**WHAT TO WORK ON**
Please print the records below word for word.

--- RECORDS SUPPLIED ---

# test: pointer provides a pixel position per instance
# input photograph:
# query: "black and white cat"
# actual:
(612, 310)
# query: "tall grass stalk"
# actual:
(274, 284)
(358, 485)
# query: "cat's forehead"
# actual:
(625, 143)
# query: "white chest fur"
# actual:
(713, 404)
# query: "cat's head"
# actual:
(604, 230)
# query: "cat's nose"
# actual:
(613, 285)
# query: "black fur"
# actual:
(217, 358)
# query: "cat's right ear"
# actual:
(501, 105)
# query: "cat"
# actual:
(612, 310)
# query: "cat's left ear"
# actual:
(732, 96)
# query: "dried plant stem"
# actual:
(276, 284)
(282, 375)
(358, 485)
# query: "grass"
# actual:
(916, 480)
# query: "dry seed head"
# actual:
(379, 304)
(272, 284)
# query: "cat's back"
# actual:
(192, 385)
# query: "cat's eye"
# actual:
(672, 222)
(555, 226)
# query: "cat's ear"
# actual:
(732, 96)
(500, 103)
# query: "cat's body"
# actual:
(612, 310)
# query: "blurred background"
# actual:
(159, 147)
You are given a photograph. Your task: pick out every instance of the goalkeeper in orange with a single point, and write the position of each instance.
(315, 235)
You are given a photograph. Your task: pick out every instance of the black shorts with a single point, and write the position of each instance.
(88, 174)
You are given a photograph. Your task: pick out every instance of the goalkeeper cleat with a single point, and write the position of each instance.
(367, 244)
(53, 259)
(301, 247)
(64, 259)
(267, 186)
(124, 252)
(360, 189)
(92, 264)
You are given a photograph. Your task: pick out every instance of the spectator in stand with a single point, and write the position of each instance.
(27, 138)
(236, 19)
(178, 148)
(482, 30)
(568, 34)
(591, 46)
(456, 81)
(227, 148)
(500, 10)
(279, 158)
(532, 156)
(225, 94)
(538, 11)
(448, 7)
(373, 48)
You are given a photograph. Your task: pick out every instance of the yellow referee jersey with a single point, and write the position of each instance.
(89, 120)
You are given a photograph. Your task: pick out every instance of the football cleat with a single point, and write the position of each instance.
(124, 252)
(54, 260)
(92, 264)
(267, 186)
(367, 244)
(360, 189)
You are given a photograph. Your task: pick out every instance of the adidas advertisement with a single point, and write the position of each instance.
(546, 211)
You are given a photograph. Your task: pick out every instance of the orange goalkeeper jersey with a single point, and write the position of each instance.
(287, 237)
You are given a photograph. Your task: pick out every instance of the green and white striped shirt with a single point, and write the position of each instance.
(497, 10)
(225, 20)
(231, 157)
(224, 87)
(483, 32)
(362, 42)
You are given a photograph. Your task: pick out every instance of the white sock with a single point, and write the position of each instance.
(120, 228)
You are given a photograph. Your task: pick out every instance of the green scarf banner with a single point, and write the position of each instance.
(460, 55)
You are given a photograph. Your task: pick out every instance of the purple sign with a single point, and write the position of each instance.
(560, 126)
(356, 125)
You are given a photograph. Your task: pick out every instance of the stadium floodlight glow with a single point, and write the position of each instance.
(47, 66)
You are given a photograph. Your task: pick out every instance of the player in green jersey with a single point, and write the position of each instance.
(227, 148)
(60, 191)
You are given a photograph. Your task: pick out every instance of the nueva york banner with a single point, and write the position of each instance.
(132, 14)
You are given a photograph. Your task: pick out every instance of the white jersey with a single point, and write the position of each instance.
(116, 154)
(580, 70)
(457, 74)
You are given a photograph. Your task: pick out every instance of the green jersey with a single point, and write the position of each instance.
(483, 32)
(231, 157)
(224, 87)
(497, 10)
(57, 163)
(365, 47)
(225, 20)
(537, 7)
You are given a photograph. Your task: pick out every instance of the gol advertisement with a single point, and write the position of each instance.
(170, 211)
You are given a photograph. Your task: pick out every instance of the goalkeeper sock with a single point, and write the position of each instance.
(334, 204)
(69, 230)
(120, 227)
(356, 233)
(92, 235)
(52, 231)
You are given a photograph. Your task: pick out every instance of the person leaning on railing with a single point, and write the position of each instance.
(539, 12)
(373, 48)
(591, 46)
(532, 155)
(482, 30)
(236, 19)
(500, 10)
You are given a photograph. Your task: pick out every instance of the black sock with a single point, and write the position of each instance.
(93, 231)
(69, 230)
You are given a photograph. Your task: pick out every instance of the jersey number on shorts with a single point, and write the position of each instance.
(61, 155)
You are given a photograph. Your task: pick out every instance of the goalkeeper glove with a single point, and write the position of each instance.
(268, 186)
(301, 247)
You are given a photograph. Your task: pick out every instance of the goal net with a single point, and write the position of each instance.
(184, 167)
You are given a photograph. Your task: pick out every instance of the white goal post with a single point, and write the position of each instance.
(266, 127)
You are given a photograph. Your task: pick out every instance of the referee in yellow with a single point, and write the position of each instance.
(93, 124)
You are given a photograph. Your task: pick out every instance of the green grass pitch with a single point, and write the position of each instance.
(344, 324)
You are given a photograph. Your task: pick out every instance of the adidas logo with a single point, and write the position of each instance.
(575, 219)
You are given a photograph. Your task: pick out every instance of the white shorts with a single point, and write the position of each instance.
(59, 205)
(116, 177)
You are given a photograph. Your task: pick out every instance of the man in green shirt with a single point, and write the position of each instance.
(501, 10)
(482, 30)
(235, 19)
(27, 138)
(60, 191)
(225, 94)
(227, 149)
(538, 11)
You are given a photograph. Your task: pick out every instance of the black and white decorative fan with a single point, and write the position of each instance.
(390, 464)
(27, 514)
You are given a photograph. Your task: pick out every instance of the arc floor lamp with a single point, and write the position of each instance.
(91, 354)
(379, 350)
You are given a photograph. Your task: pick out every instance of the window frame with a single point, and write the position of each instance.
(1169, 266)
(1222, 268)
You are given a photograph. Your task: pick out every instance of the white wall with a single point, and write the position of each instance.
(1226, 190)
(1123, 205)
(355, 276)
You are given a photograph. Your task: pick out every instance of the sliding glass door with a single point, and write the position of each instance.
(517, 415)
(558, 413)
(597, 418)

---

**ANSWER SECTION**
# test: pointer provides a pixel position per instance
# input photograph:
# query: "black and white cat"
# actual:
(612, 310)
# query: "tall grass stalk"
# actual:
(274, 284)
(358, 485)
# query: "cat's forehead"
# actual:
(625, 143)
# query: "white chest fur"
# actual:
(713, 404)
# query: "cat's head"
# actual:
(604, 230)
# query: "cat's nose"
# actual:
(613, 285)
# query: "black fur"
# actual:
(217, 358)
# query: "cat's right ear"
# actual:
(501, 105)
# query: "cat"
# actual:
(612, 310)
# query: "cat's left ear"
# actual:
(732, 96)
# query: "dried plant stem"
# actual:
(276, 284)
(282, 375)
(358, 485)
# query: "grass"
# actual:
(916, 480)
# query: "dry seed head"
# actual:
(379, 304)
(272, 284)
# query: "cat's back"
# actual:
(192, 385)
# query: "cat's eye"
# actual:
(672, 222)
(555, 226)
# query: "cat's ear"
# actual:
(732, 96)
(500, 103)
# query: "cat's body"
# actual:
(612, 310)
# query: "blurred background"
# actual:
(159, 147)
You are given a photograph. Your task: pick out every instance of the goalkeeper in orange with a single point, and write the position of each instance.
(315, 235)
You are given a photograph. Your task: pick out every instance of the black shorts with a single point, and write the position of each instance.
(88, 174)
You are given a photograph. Your task: pick out every instance of the goalkeeper cleat with a single point, and write the position of each instance.
(367, 244)
(53, 259)
(301, 247)
(64, 259)
(267, 186)
(124, 252)
(360, 189)
(92, 264)
You are given a photograph. Your task: pick out every instance of the spectator in stand with a single point, and write the position of each instance.
(27, 138)
(236, 19)
(178, 148)
(482, 30)
(568, 34)
(591, 46)
(456, 81)
(227, 148)
(500, 10)
(279, 158)
(532, 156)
(225, 94)
(538, 11)
(448, 7)
(373, 48)
You are given a photograph. Your task: pick out every instance of the yellow referee jersey with a single point, and write the position of each instance.
(89, 120)
You are given a photograph. Your task: pick out every instance of the football cleat with a single point, and write the position of each instance.
(124, 252)
(54, 260)
(92, 264)
(267, 186)
(367, 244)
(360, 189)
You are given a photograph. Your task: pick out every instance of the adidas advertisement with a single point, and write the position of each instance.
(546, 211)
You are given a photograph. Your task: pick out every instance of the orange goalkeeper jersey with a single point, and write the position of each instance.
(287, 237)
You are given a photograph. Your task: pick out every instance of the green and white striped shirt with a single point, and write the position of each instance.
(497, 10)
(225, 20)
(231, 157)
(224, 87)
(483, 32)
(362, 42)
You are given a photograph. Your task: pick out every instance of the white sock with a single point, and write the position of each instance.
(120, 228)
You are given a photograph. Your task: pick out every instance of the green scarf banner with a single point, and write the position of each instance.
(460, 55)
You are given a photograph. Your task: pick out every instance of the purple sign with a single point, and write the position of each instance.
(560, 126)
(356, 125)
You are given a photograph. Your task: pick out every instance of the stadium floodlight glow with a single point, and write the position of each instance.
(47, 66)
You are given a photograph. Your task: pick out every instance of the player in green jersey with a single point, and write the position of each instance.
(227, 148)
(60, 191)
You are given a photograph. Your task: pick out every instance of the nueva york banner with a single point, and write the position of each instance.
(132, 14)
You are given a photograph. Your task: pick out every instance of the white jersey with a single point, and write the position of each instance.
(116, 154)
(580, 70)
(457, 74)
You are given a photograph. Your task: pick out every instance of the green jersey with a single point, and write the position of each instance.
(483, 32)
(231, 157)
(224, 87)
(497, 10)
(57, 163)
(365, 47)
(225, 20)
(537, 7)
You are given a photograph. Your task: pick out every instance of the gol advertisement with a single point, and write the position of each instance.
(170, 211)
You are given a photograph. Your task: pick out every instance of the goalkeeper sock with a single point, and write the position of each instance.
(334, 204)
(69, 230)
(120, 227)
(356, 233)
(92, 235)
(52, 231)
You are given a photograph. Your task: pick out every instance of the person leaning on railing with a single point, and write the position of each instance.
(539, 12)
(373, 48)
(591, 46)
(532, 155)
(482, 30)
(236, 19)
(500, 10)
You are given a photograph. Your task: pick out every instance of the black sock with a single point, and write the position of each instance.
(93, 231)
(69, 230)
You are given a photograph. Your task: pick out every instance of the jersey number on shorts with a single point, and write the position of each instance.
(61, 155)
You are given a photograph. Your task: pick out every instance of the goalkeeper glove with a single point, and write the position of each instance.
(268, 186)
(301, 247)
You are given a photograph. Your task: pick out every instance of the goal net with a single point, and write the position of each instance.
(184, 167)
You are given a photograph. Your task: pick out every instance of the white goal post with a single point, and write the position of each instance.
(266, 127)
You are given a photograph. Your task: pick out every instance of the referee in yellow with a single point, and write the position of each instance.
(93, 124)
You are given a photograph. Your task: pick out every instance of the green grass pitch with a single point, and write the position of each instance.
(344, 324)
You are given a photograph. Your task: pick out every instance of the adidas logo with a single point, and write the position of each instance.
(575, 219)
You are given a photograph. Your task: pick out every instance of the white shorts with a single point, and write the position of each instance.
(59, 205)
(116, 177)
You are given a photograph. Your task: pick out every instance of the man in green shirt with a single point, and write the position of each instance.
(501, 10)
(482, 30)
(235, 19)
(27, 138)
(60, 191)
(225, 94)
(227, 149)
(538, 11)
You are given a photograph. Your task: pick out every instance of the black and white decorative fan with a single point, and write the position of each instance.
(390, 464)
(27, 514)
You are given a photograph. Your task: pick out every instance of the arc floor lamp with a single point, and write the position of each instance.
(91, 354)
(379, 350)
You are given a photograph. Your task: pick out every instance of the window frame with a single point, and write the position of each instance.
(1169, 266)
(1222, 268)
You are given a photograph. Your task: pick out every instance of the white wall with a single point, and write the position of each instance.
(1226, 190)
(1123, 205)
(355, 276)
You are given a photograph. Your task: pick out every instance of the sliding glass door with a single point, and write the position of each instance.
(517, 415)
(558, 413)
(597, 418)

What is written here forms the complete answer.